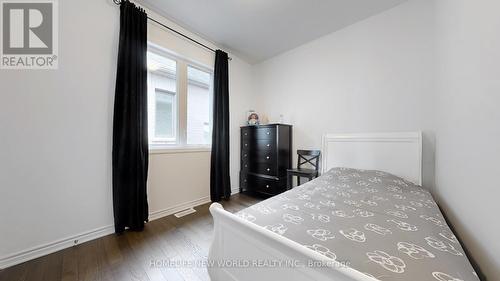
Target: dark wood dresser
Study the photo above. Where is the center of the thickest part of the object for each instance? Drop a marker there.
(266, 154)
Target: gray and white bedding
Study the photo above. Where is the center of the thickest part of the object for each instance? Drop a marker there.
(372, 221)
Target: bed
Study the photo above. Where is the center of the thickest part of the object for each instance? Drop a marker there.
(365, 218)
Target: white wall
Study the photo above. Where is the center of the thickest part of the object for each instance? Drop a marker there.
(376, 75)
(56, 130)
(55, 140)
(468, 124)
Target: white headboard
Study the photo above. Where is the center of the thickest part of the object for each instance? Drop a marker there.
(396, 153)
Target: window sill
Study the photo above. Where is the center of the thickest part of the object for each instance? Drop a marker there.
(179, 149)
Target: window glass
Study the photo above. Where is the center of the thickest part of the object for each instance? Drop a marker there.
(199, 104)
(162, 99)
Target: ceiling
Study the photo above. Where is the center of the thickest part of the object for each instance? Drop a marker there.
(257, 30)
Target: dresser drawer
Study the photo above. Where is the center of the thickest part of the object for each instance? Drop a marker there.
(265, 145)
(265, 133)
(268, 169)
(246, 144)
(263, 157)
(263, 185)
(243, 181)
(246, 133)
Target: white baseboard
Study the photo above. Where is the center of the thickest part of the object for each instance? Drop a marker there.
(50, 248)
(177, 208)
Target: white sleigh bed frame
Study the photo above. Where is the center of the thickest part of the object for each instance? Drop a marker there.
(238, 242)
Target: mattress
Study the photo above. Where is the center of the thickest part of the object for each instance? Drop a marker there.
(371, 221)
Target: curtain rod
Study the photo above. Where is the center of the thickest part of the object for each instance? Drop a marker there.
(118, 2)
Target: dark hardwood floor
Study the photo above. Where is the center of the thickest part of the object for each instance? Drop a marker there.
(135, 255)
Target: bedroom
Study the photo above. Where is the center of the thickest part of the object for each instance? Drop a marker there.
(335, 67)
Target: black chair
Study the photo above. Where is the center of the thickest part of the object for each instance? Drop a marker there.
(310, 157)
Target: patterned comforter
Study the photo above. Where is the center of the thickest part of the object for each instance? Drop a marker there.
(372, 221)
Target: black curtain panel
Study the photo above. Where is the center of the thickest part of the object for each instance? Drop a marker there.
(220, 186)
(130, 123)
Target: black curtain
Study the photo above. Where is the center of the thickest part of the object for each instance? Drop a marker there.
(220, 186)
(130, 124)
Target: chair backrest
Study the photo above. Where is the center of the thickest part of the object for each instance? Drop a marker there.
(308, 157)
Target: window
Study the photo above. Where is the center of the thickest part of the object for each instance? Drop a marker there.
(162, 100)
(179, 101)
(199, 104)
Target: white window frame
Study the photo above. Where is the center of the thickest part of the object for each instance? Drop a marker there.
(182, 63)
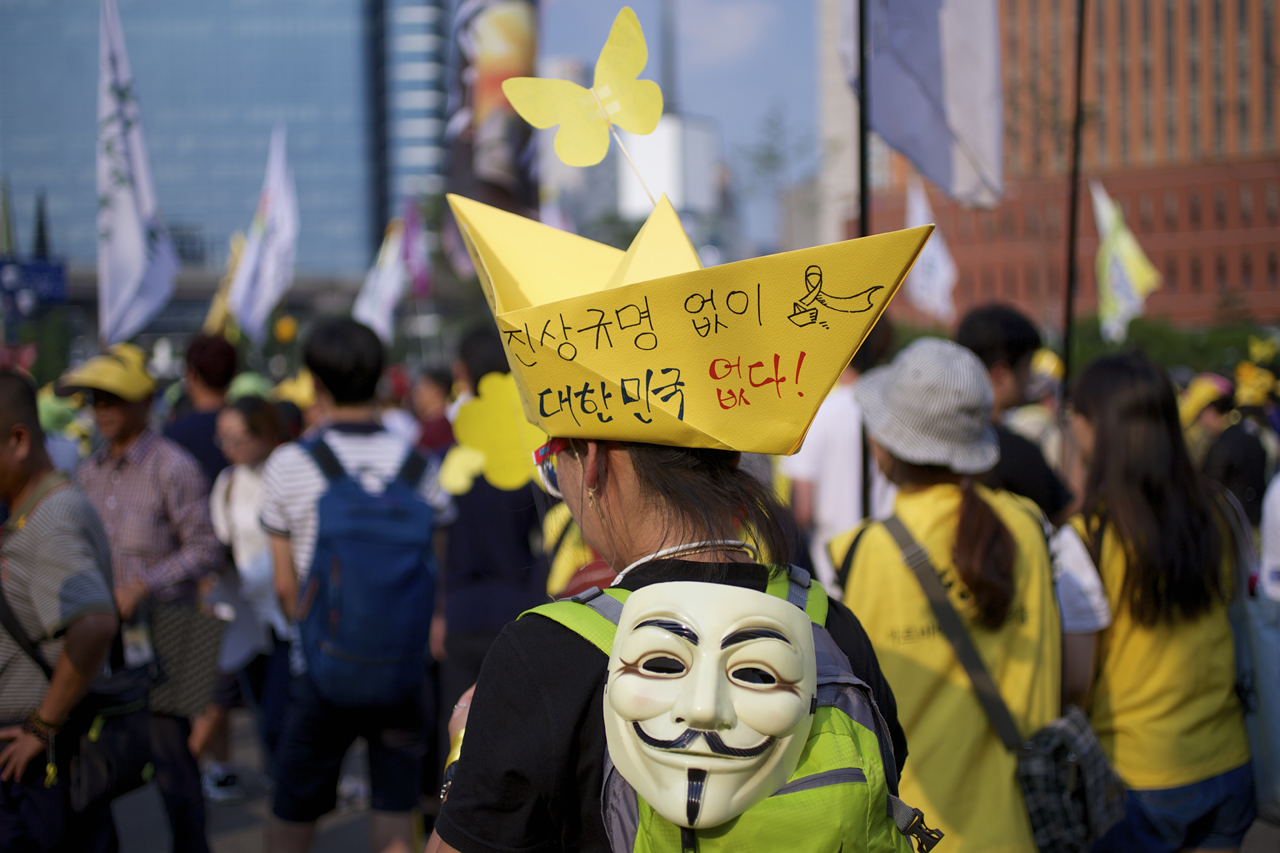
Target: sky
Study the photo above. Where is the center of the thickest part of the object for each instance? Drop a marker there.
(735, 59)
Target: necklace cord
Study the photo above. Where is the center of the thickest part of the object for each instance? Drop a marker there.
(693, 547)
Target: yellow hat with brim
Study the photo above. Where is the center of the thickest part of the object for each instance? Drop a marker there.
(120, 370)
(648, 346)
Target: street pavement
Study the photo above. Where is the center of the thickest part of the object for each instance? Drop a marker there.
(237, 828)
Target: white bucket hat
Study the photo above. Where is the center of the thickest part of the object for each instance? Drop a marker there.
(932, 406)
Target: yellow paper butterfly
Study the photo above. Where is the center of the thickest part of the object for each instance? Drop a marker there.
(586, 115)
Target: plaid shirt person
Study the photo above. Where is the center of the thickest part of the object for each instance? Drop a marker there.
(154, 503)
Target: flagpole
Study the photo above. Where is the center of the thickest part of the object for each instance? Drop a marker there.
(864, 155)
(1074, 196)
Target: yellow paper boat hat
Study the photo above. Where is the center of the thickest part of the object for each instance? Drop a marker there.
(648, 346)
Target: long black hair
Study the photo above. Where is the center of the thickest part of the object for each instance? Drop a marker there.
(984, 550)
(1142, 480)
(704, 493)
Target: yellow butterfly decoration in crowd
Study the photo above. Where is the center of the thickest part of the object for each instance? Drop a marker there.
(588, 115)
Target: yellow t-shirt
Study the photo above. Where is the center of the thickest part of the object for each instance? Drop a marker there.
(1164, 702)
(958, 771)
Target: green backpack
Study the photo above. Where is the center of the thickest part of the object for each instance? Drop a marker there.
(839, 797)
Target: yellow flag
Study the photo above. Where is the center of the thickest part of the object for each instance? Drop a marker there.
(1125, 277)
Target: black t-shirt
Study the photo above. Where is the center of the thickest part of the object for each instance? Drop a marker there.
(533, 762)
(492, 574)
(1022, 469)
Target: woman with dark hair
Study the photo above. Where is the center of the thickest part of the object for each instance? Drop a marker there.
(1164, 699)
(254, 660)
(928, 419)
(657, 514)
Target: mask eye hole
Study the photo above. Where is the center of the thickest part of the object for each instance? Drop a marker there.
(663, 665)
(753, 676)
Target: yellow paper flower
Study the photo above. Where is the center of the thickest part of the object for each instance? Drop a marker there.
(494, 439)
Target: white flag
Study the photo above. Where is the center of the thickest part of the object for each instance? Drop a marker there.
(384, 284)
(936, 94)
(1125, 277)
(933, 277)
(136, 261)
(265, 269)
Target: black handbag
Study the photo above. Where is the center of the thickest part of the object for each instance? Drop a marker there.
(105, 747)
(1072, 792)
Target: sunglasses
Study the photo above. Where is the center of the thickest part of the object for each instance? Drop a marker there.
(544, 459)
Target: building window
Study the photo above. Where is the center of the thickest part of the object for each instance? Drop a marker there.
(1009, 223)
(1170, 80)
(1100, 67)
(1242, 74)
(1010, 283)
(1193, 73)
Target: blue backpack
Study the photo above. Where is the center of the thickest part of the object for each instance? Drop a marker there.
(366, 609)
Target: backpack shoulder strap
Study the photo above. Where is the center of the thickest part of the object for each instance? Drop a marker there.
(10, 624)
(325, 459)
(848, 562)
(917, 559)
(597, 621)
(412, 470)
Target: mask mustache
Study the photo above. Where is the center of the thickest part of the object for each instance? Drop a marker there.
(713, 743)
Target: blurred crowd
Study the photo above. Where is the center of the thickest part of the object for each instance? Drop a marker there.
(1086, 529)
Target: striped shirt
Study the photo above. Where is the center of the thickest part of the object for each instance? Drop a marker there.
(154, 502)
(292, 482)
(55, 569)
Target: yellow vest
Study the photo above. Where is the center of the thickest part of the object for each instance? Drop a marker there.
(958, 771)
(1164, 701)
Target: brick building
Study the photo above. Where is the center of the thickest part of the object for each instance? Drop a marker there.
(1180, 101)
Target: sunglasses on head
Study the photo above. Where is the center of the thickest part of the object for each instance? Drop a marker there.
(544, 457)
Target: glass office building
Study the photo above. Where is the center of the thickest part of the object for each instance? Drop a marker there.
(353, 81)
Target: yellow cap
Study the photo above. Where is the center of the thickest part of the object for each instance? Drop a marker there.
(1252, 384)
(298, 389)
(122, 370)
(647, 346)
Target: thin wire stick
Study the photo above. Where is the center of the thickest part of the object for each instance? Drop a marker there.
(618, 138)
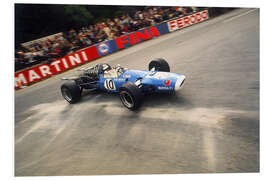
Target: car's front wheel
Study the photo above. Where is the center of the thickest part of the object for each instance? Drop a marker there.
(71, 92)
(131, 96)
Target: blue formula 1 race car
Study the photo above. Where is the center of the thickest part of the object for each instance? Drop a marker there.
(131, 85)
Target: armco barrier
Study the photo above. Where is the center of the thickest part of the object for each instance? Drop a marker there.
(43, 71)
(180, 23)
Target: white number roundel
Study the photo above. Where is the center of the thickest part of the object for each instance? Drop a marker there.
(109, 84)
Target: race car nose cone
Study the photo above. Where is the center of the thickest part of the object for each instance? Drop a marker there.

-- -- --

• [INSTRUCTIONS FOR THE TASK]: Please reproduce all of the data above word for word, leaving out the pictures.

• [EXERCISE RESPONSE]:
Target: dark wood dresser
Study the photo above. Where is the center of the thickest part of the object for each instance? Drop a marker there.
(266, 154)
Target: gray and white bedding
Study the photo above. Where is the center of the thickest part of the object for each instance? Drop a marker there.
(372, 221)
Target: bed
Study the photo above. Where is the center of the thickest part of the object for each instance? Drop a marker there.
(365, 218)
Target: white wall
Study the photo above. Where is the center of the thickest part of the object for each instance? Drop a marker there.
(376, 75)
(56, 130)
(55, 140)
(468, 124)
Target: white headboard
Study the photo above. Where is the center of the thickest part of the object for each instance? Drop a marker there.
(396, 153)
Target: window sill
Study the photo above. Where is the center of the thickest part of the object for each instance? Drop a marker there.
(179, 149)
Target: window glass
Study the photo above. Where is the center of the thickest part of the object for each instance? Drop a marker there.
(199, 104)
(162, 99)
Target: ceiling
Study the photo above. Where is the center of the thickest part of the object for each instance? Drop a marker there.
(257, 30)
Target: dresser drawer
Study the photo above. Where is the center of the thickest part of the object for each instance? Drop a marker there.
(265, 145)
(265, 133)
(268, 169)
(246, 144)
(263, 157)
(263, 185)
(243, 181)
(246, 133)
Target: white baseboard
Study the photo above. Where is the center of the thickest part of the object for each instance? Drop a marker there.
(50, 248)
(177, 208)
Target: white sleigh bed frame
Study the photo above. Where is the center of the thickest part of the object for each instance? Drop a marker there.
(238, 242)
Target: mattress
Study the photo above. Where is the center of the thickest part of the object for each instance? Drop a marker there.
(371, 221)
Target: curtain rod
Study the photo above. Where is the center of the thickest part of the object for each instance? Drop a marker there.
(118, 2)
Target: dark hardwood floor
Study the photo above. Where is the center of the thickest part of the object for each instance? Drop a marker there.
(135, 255)
Target: bedroom
Study the photo above. Where is the center of the thickest part of the object for each instance? Drop a marker there.
(335, 67)
Target: black chair
Study the photo above. Where is the center of the thickest part of the object for each instance? Drop a marker there.
(310, 157)
Target: patterned comforter
Study the photo above. Where is the center of the thickest part of the object for each instance? Drop a marker there.
(372, 221)
Target: black curtain panel
Study the photo above. Where is the center of the thickest part of the object for each instance? Drop a marker there.
(220, 186)
(130, 123)
Target: black curtain
Study the photo above. Where is the center of the thickest part of the object for each instance? Drop a marker there.
(220, 186)
(130, 124)
Target: chair backrest
Study the photo above. Where is the center of the thickest part of the object for each instance? Drop a marker there.
(308, 157)
Target: window
Study the photo above. Where is the center of the thickest part of the object for each instance? Drop a marker there.
(162, 100)
(179, 101)
(199, 104)
Target: white window frame
Study the photo above. Where is the center of the thickest part of the object for each instance? Drop a marker there.
(182, 63)
Target: sky
Study the photo above. Where is the center of the thickest part of the object for each instance? Drop a marker there.
(735, 59)
Target: necklace cord
Study the photo above. Where is the center of the thickest part of the object for each instance? Drop a marker there.
(693, 547)
Target: yellow hat with brim
Study the photo above. Where is the center of the thickest part of the object for each instance? Drop a marker there.
(120, 370)
(648, 346)
Target: street pavement
Study the photo above. Where is the center of the thickest part of the object for each instance? Drop a marker there.
(237, 828)
Target: white bucket hat
Study the photo above. Where is the center of the thickest part of the object for each instance? Drop a marker there.
(932, 406)
Target: yellow paper butterfly
Study the photo above. Where is the center of the thickest part of the object for each instance? Drop a marker there.
(586, 115)
Target: plaid shirt person
Study the photo above. Where is the center of the thickest part of the object for each instance? Drop a marker there.
(154, 503)
Target: flagpole
Study the photo above. Where is the center of the thickest part of the object for each instance? Drop a marker there.
(864, 155)
(1074, 196)
Target: yellow paper boat hat
Study the photo above. Where is the center of the thickest part of the object for each instance? Drop a marker there.
(648, 346)
Target: long black hair
Study the photo above. Where is the center of the thickest part of the object for each instance? Drop a marker there.
(984, 550)
(1142, 480)
(704, 493)
Target: yellow butterfly decoration in crowd
Study the photo above. Where is the center of the thickest part of the object for each instance? Drop a marker there.
(588, 115)
Target: yellow t-shirt
Study the photo above. Where is the center of the thickest part of the object for each instance? Drop a marker there.
(1164, 702)
(958, 771)
Target: green backpack
Study the photo above. Where is the center of the thickest part of the object for each instance? Drop a marker there.
(839, 797)
Target: yellow flag
Study the photo above. Where is the center of the thickest part of the object for each instance? Drop a marker there.
(1125, 277)
Target: black t-shirt
Study the photo above. Where is the center of the thickest part of the object for each instance? Drop a marker there.
(533, 762)
(492, 574)
(1022, 469)
Target: woman with dark hair
Study the photo above. Where is the center of the thickest part of the object for each instance? Drop a marker there.
(1164, 699)
(254, 660)
(928, 419)
(657, 514)
Target: mask eye hole
Study the photo above. Where is the center of the thickest part of the object for each instance? Drop a marker there.
(663, 665)
(753, 676)
Target: yellow paper flower
Study the photo above. Where is the center of the thickest part of the object for each instance? Drop a marker there.
(494, 439)
Target: white flag
Study the photo above. Where is the center of the thickest part of the object for each instance? Drop a marker there.
(384, 284)
(936, 94)
(1125, 277)
(933, 277)
(136, 261)
(265, 269)
Target: black handbag
Study the photo above. Where is the center of the thickest part of the object for each instance? Drop a marker there.
(105, 747)
(1072, 792)
Target: sunglasses
Study the photo above. Where is the center of the thickest part of the object for each instance? Drop a marker there.
(544, 459)
Target: building window
Study the photo above. Where is the center of the thickest part of the object for each instance? Drop a marker there.
(1009, 223)
(1170, 80)
(1100, 67)
(1242, 74)
(1010, 283)
(1193, 73)
Target: blue backpack
Study the photo above. Where is the center of the thickest part of the object for each instance? Drop a marker there.
(366, 609)
Target: backpack shoulder strap
Study the photo above. Where is the center of the thickest part of the object for each instance? Drop a marker there.
(10, 624)
(325, 459)
(848, 562)
(917, 559)
(597, 621)
(412, 470)
Target: mask mustache
Study the photo above. Where is the center of the thickest part of the object for each instance? Drop a marker there.
(713, 743)
Target: blurred crowd
Study the photo above. Where is the center of the thickest part of the object for each instance? Drop a marker there.
(1086, 529)
Target: striped shirt
Study the photo above. Where is the center of the thickest part of the object for each instance? Drop a marker there.
(154, 502)
(292, 482)
(55, 569)
Target: yellow vest
Study the photo above. Where is the center of the thickest part of the object for each instance? Drop a marker there.
(958, 771)
(1164, 701)
Target: brick building
Study the photo above. Where is the center of the thickest part of the object for each instance? Drop a marker there.
(1180, 101)
Target: sunglasses on head
Study the photo above. Where is the center of the thickest part of the object for each instance? Drop a marker there.
(544, 457)
Target: glass office building
Study the photo above. Where is the center of the thickest part of the object for each instance? Drop a marker there.
(353, 81)
Target: yellow cap
Study the photo above. Where is the center of the thickest part of the object for each instance? Drop a marker there.
(1252, 384)
(298, 389)
(122, 370)
(647, 346)
Target: thin wire stick
Study the photo above. Where is the center of the thickest part of the object for each instance? Drop a marker there.
(618, 138)
Target: car's front wheel
Study the photo above. Where is the center of the thickest part of the object for each instance? Drop a marker there.
(71, 92)
(131, 96)
Target: blue formula 1 race car
Study the photo above. Where is the center of the thickest part of the object for each instance? Drop a marker there.
(131, 85)
Target: armco barrier
Study the photo above. Where is the center of the thickest part of the object for each instance? Drop a marker there.
(43, 71)
(180, 23)
Target: white number roundel
Study the photo above. Where is the center of the thickest part of the object for each instance? Drop a marker there.
(109, 84)
Target: race car nose cone
Study the photo above. Where is the center of the thickest part of the object for each instance? Drop a marker there.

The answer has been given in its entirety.